WRITTEN PROBLEM: Would you reproduce every one of the records below word for word, changing nothing?

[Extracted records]
-=-=-=-=-

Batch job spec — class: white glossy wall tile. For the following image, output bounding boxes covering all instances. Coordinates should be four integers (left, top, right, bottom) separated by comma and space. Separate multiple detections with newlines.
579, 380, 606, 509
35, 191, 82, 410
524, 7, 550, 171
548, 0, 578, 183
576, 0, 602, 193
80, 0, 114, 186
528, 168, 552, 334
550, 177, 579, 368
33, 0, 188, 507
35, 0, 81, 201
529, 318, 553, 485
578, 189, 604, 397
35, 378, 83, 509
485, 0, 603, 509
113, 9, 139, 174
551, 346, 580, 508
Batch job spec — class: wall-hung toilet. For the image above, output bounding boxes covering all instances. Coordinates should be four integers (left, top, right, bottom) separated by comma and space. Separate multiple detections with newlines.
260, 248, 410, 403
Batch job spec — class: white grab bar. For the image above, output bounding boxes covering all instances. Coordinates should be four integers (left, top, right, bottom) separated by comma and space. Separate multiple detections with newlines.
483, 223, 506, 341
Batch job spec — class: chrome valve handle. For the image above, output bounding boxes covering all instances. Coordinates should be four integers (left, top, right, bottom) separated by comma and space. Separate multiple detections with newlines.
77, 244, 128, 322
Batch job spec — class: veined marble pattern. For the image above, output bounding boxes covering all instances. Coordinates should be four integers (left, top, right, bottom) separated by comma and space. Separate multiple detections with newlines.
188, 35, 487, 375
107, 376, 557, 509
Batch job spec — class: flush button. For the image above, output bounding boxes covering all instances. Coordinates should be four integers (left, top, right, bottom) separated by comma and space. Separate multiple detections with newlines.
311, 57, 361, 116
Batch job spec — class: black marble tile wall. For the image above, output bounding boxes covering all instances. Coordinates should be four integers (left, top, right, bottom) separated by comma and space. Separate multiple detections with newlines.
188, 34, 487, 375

-=-=-=-=-

ANSWER BELOW:
Batch job spec — class: white glossy wall tile. For the following image, output bounding boxes covering all instances. Coordinates should be four integers (left, top, right, bottom) separated by comma and space. Separate multiple detections with newlines.
579, 380, 606, 509
35, 191, 82, 410
524, 7, 550, 171
548, 0, 578, 183
576, 0, 602, 193
80, 0, 114, 186
528, 168, 552, 334
550, 177, 579, 368
33, 0, 188, 507
35, 0, 81, 201
529, 318, 553, 485
578, 189, 604, 397
35, 378, 83, 509
485, 0, 603, 509
113, 9, 139, 174
551, 346, 580, 508
Batch job spec — class: wall-hung toilet. For the image above, output bounding boxes covering all instances. Coordinates should be four integers (left, top, right, bottom) separated by comma and space. Separate multiple detections with newlines.
260, 248, 410, 403
Batch job spec — class: white grab bar. For the image above, output bounding boxes covering all instances. Coordinates should be four integers (left, top, right, bottom) separated by comma and space. Separate multiple detections with newlines.
483, 223, 506, 341
Batch job spec — class: chrome valve handle. For the image above, output bounding boxes covering all instances. Coordinates should be four integers (left, top, right, bottom) separated by comma and space. Separate multiple detections with newlines.
77, 244, 128, 322
Batch job spec — class: veined marble pattern. For the image above, output bounding boxes covering all instances. Coordinates should be four integers (left, top, right, bottom) separated by comma and space. Separate multiple detections with newlines.
188, 35, 487, 375
107, 376, 557, 509
Batch job spec — class: flush button. For the image above, output bounding boxes covering all instances. Coordinates should be four integers (left, top, right, bottom) separated by comma and space. Separate multiple detections with newlines.
311, 57, 361, 116
Batch job spec — class: black marble tile wall. For the image above, output bounding boxes covering all instances. Coordinates should be four integers (left, top, right, bottom) separated by comma and space. Separate multiple detections with newlines.
188, 34, 487, 375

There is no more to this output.